-- EXERCISE DETAILS --
Pick out each row below that contains the word "pillow" and copy it. Match upper and lower case exactly.

►

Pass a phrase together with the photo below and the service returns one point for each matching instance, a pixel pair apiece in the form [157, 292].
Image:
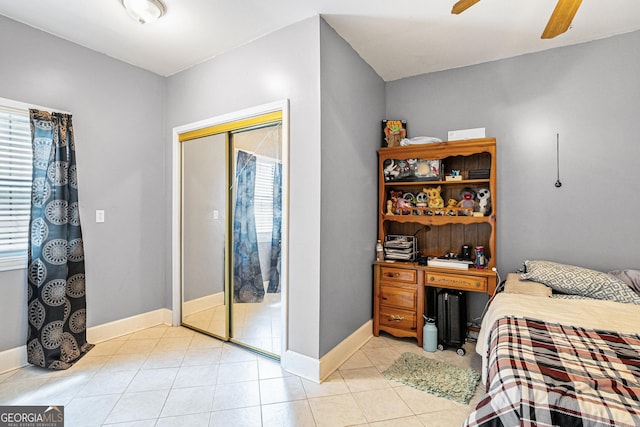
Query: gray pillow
[630, 277]
[573, 280]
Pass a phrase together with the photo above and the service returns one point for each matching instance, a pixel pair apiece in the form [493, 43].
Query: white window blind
[15, 182]
[263, 198]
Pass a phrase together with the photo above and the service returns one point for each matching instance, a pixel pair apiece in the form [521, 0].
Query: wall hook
[558, 183]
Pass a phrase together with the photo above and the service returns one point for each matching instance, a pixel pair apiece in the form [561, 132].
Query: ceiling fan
[558, 23]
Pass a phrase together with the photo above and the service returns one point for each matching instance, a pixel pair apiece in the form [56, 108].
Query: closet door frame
[199, 129]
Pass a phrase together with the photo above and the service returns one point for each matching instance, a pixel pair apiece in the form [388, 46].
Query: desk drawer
[455, 281]
[401, 319]
[398, 297]
[398, 275]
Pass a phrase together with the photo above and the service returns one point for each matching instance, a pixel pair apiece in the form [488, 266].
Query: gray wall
[352, 109]
[118, 115]
[284, 64]
[587, 93]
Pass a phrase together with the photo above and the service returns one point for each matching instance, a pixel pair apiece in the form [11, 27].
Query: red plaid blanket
[544, 374]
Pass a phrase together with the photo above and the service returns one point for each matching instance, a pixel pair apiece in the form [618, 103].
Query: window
[263, 199]
[15, 186]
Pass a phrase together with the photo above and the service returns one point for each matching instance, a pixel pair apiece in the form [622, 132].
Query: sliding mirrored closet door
[231, 234]
[257, 225]
[204, 234]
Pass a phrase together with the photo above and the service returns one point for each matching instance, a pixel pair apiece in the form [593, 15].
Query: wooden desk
[399, 293]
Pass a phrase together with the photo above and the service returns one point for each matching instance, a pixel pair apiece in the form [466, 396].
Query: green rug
[435, 377]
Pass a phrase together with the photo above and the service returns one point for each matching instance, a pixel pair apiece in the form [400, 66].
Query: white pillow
[570, 279]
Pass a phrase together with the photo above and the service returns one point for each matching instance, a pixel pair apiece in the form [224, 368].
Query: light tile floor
[166, 376]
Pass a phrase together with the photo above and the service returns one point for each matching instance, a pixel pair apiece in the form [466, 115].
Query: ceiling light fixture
[144, 11]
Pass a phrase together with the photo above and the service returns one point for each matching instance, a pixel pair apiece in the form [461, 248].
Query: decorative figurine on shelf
[454, 175]
[452, 207]
[395, 196]
[404, 204]
[484, 201]
[468, 196]
[394, 132]
[435, 200]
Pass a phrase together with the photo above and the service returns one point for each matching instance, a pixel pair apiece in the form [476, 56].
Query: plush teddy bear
[452, 207]
[395, 196]
[484, 201]
[435, 200]
[468, 196]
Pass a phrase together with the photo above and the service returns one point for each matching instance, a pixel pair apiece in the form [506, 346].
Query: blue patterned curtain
[56, 280]
[247, 276]
[276, 233]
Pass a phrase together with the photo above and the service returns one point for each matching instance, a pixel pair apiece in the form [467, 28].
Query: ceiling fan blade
[463, 5]
[561, 18]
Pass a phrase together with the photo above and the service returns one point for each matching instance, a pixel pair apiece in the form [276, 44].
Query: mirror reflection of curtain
[247, 282]
[276, 235]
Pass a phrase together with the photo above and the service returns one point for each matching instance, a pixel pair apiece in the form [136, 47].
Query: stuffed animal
[452, 207]
[435, 200]
[404, 204]
[395, 196]
[468, 196]
[484, 201]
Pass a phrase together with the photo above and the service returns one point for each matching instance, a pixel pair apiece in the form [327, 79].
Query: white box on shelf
[456, 135]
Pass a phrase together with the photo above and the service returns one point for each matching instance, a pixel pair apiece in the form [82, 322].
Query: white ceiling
[397, 38]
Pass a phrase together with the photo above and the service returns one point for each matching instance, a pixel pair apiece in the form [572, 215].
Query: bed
[559, 359]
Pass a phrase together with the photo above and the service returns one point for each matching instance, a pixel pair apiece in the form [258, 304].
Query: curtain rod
[27, 106]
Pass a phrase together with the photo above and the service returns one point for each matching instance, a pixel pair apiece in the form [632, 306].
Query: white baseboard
[199, 304]
[117, 328]
[15, 358]
[318, 370]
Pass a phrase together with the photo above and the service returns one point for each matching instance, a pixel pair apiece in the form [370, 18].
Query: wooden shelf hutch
[399, 286]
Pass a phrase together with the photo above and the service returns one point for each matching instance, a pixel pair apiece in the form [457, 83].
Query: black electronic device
[451, 320]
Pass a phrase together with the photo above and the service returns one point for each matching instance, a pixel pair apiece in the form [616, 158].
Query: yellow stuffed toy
[435, 200]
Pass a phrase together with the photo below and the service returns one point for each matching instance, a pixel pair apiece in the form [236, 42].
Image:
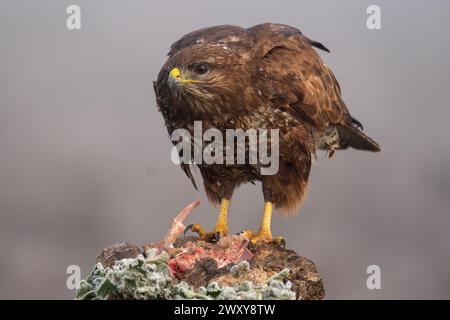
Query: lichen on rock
[149, 275]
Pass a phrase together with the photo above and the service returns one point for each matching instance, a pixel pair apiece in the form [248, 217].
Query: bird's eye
[201, 68]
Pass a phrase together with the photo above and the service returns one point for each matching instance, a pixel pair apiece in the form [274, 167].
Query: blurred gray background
[85, 157]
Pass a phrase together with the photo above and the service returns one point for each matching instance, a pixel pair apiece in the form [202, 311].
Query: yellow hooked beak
[175, 74]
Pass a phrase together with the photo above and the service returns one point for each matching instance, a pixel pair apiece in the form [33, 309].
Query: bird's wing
[290, 73]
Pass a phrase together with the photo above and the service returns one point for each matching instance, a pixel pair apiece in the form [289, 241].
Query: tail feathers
[351, 136]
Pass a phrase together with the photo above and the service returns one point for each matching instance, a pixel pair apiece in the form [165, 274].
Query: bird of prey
[267, 76]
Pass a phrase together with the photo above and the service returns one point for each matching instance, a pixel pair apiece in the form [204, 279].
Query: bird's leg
[221, 228]
[222, 219]
[264, 234]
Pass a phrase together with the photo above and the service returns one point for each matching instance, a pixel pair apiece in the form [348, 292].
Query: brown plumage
[267, 76]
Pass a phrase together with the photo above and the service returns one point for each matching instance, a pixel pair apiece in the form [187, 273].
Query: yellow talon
[221, 228]
[264, 235]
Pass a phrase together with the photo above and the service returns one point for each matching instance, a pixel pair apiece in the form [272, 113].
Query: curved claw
[188, 228]
[279, 241]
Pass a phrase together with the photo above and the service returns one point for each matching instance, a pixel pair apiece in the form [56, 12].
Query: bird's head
[205, 76]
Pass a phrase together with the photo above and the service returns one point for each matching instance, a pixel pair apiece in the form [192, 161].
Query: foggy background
[85, 157]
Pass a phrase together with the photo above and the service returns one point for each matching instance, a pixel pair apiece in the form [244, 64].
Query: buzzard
[267, 76]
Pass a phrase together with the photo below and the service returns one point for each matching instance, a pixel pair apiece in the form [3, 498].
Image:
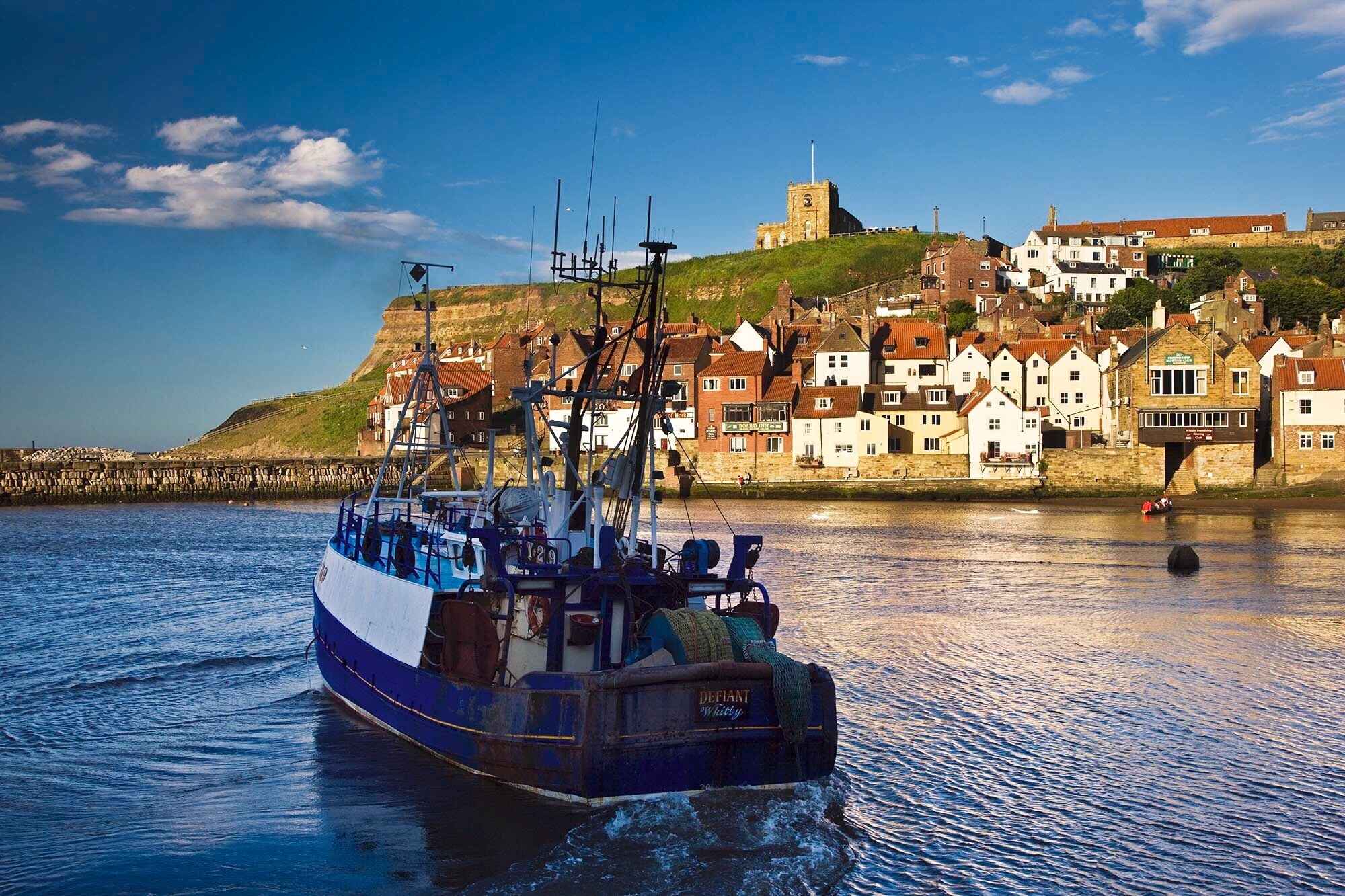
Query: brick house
[743, 407]
[1308, 416]
[1191, 396]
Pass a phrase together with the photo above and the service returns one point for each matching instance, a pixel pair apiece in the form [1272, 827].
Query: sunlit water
[1028, 701]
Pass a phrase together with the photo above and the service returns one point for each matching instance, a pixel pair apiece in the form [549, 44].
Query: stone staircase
[1183, 481]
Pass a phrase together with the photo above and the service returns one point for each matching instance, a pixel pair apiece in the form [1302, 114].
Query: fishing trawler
[537, 631]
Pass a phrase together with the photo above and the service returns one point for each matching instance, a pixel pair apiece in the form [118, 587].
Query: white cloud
[1301, 124]
[241, 194]
[1083, 29]
[1024, 93]
[198, 135]
[64, 130]
[1214, 24]
[1070, 75]
[57, 163]
[812, 58]
[317, 166]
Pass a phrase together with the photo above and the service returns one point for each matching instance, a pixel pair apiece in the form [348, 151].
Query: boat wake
[726, 840]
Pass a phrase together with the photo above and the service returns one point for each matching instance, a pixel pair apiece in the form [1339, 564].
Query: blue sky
[205, 204]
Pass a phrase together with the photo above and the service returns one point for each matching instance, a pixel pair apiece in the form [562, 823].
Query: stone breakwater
[130, 481]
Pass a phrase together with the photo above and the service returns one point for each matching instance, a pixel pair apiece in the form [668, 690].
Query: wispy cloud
[1070, 75]
[812, 58]
[1022, 93]
[1301, 124]
[1083, 29]
[1214, 24]
[45, 128]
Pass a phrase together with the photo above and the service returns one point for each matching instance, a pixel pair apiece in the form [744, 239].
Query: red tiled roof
[845, 403]
[738, 364]
[899, 339]
[1183, 227]
[1330, 373]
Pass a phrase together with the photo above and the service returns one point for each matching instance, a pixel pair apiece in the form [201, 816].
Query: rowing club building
[1190, 400]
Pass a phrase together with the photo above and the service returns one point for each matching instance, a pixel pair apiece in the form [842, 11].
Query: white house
[1004, 442]
[1043, 248]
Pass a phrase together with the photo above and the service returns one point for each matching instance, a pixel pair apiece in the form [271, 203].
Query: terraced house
[1190, 400]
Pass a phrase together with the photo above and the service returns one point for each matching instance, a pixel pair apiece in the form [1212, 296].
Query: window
[1178, 381]
[738, 413]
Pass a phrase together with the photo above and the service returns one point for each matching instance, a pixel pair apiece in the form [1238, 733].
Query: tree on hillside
[1208, 275]
[1130, 307]
[962, 317]
[1300, 300]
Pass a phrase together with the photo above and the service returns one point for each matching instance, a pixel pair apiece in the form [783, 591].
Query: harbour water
[1030, 701]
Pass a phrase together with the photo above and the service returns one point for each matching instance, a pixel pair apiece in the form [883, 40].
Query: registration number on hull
[722, 705]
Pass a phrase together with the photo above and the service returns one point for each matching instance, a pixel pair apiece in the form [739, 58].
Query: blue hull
[588, 737]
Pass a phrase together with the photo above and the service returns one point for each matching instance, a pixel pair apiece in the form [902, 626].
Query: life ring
[539, 614]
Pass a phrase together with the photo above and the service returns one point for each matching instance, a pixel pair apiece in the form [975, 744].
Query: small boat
[537, 631]
[1160, 506]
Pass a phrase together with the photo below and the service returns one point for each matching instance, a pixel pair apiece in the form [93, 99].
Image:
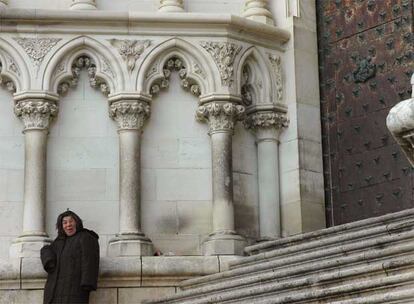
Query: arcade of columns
[130, 110]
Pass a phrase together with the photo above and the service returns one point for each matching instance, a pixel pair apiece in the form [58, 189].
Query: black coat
[72, 264]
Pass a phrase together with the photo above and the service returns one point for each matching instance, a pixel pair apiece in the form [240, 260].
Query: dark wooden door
[366, 61]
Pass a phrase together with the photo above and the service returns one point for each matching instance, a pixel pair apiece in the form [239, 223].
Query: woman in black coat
[71, 261]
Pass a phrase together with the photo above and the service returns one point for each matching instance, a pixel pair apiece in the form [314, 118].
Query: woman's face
[69, 225]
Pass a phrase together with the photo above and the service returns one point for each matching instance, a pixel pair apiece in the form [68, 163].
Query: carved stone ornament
[7, 83]
[220, 116]
[175, 64]
[266, 119]
[277, 70]
[95, 82]
[223, 54]
[130, 114]
[35, 114]
[365, 70]
[130, 50]
[37, 48]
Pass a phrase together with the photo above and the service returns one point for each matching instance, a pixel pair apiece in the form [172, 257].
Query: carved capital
[36, 114]
[220, 116]
[130, 114]
[266, 120]
[223, 54]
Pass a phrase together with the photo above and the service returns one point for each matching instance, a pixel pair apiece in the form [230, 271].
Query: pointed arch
[103, 64]
[14, 70]
[260, 78]
[197, 67]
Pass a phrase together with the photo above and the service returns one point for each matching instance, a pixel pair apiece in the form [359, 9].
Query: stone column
[83, 5]
[221, 117]
[267, 125]
[36, 112]
[130, 116]
[258, 10]
[171, 6]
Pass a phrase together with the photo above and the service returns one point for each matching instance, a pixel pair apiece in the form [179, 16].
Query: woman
[71, 261]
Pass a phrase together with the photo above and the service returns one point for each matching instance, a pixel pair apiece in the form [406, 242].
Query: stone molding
[223, 54]
[130, 50]
[220, 116]
[130, 114]
[35, 114]
[266, 120]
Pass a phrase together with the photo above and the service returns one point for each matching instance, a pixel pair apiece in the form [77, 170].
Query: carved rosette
[266, 120]
[95, 82]
[220, 116]
[130, 50]
[130, 114]
[35, 114]
[277, 70]
[175, 64]
[224, 54]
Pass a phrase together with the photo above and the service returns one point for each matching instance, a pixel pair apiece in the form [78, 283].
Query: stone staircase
[370, 261]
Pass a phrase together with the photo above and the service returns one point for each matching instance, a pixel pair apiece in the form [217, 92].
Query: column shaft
[34, 209]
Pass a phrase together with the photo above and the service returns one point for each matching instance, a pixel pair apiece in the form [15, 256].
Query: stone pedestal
[36, 112]
[221, 117]
[257, 10]
[83, 5]
[171, 6]
[130, 116]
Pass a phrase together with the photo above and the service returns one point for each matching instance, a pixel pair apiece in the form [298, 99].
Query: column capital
[36, 111]
[130, 114]
[171, 6]
[266, 120]
[221, 116]
[258, 10]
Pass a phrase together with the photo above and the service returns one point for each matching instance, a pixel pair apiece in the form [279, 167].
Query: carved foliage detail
[130, 50]
[223, 54]
[175, 64]
[277, 70]
[130, 114]
[37, 48]
[95, 82]
[220, 116]
[35, 114]
[268, 119]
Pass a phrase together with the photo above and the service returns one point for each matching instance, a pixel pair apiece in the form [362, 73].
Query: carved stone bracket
[37, 48]
[175, 64]
[95, 82]
[266, 119]
[223, 54]
[130, 50]
[277, 70]
[220, 116]
[130, 114]
[36, 114]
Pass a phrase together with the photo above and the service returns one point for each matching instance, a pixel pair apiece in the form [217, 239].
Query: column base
[26, 246]
[130, 245]
[228, 243]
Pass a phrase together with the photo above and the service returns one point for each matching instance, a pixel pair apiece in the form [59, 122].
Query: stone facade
[166, 125]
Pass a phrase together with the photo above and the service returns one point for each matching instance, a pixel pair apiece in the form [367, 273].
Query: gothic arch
[101, 63]
[197, 68]
[14, 72]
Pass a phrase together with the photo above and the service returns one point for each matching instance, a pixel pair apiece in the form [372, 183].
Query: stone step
[348, 253]
[330, 236]
[316, 280]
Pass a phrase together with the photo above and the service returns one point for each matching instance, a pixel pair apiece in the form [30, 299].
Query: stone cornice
[139, 23]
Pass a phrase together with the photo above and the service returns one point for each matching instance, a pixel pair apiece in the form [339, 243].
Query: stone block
[139, 295]
[104, 296]
[21, 296]
[185, 184]
[119, 271]
[194, 217]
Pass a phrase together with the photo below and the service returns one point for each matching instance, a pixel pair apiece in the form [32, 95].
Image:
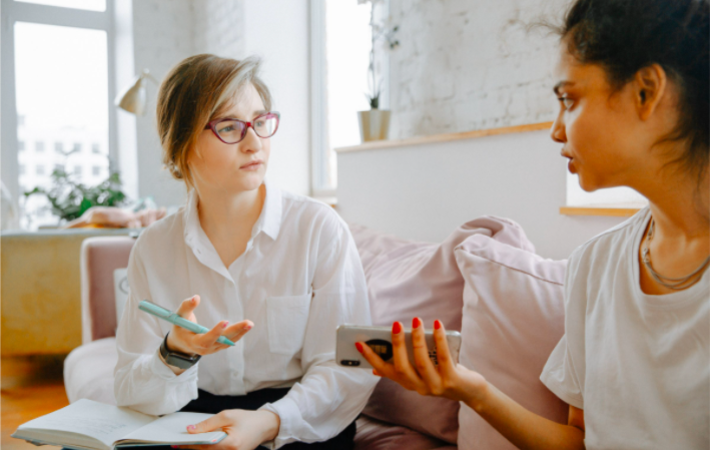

◄

-- RESPONSE --
Query: gray pillow
Query: white pillow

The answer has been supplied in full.